*Aufgabe*. Extrahieren Sie aus den folgenden Zeilen jede Zeile, die die Zeichenfolge „brown“ enthält. Groß- und Kleinschreibung sind dabei zu beachten.

*Zeilen aus einer Datenquelle*.
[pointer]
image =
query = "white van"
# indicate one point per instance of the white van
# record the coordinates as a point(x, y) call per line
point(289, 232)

--

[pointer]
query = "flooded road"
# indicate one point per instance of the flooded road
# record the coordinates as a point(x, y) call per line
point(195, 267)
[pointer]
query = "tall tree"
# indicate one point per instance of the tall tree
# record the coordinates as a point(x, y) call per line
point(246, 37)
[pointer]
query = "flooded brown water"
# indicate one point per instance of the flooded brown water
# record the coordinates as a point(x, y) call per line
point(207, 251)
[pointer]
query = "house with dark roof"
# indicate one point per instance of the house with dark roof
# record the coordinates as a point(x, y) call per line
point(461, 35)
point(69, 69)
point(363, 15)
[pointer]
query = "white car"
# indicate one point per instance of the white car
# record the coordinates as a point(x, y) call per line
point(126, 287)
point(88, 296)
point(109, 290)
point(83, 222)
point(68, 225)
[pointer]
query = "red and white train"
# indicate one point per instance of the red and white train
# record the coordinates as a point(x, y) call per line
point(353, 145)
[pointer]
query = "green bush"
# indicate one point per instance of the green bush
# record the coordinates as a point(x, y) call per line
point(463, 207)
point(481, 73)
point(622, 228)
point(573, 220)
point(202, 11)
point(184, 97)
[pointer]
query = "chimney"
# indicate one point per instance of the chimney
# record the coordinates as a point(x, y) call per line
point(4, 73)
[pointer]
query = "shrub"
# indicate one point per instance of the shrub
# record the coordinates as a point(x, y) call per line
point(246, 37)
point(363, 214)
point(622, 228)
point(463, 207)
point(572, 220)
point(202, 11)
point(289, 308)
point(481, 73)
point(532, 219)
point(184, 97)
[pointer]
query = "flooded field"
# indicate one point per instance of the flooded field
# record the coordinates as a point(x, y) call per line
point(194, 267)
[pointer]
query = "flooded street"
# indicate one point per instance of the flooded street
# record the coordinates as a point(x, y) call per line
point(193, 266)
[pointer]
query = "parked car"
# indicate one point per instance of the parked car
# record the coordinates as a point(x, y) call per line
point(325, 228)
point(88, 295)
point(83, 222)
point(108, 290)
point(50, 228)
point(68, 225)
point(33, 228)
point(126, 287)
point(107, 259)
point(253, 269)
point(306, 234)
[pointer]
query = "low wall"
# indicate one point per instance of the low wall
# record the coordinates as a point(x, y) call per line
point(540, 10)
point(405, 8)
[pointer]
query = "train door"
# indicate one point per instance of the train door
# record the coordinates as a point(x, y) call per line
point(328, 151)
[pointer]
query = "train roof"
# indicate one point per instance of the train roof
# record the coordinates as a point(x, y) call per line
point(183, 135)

*Lösung zur Übung*.
query = "flooded brown water"
# indicate one point per instance of the flooded brown water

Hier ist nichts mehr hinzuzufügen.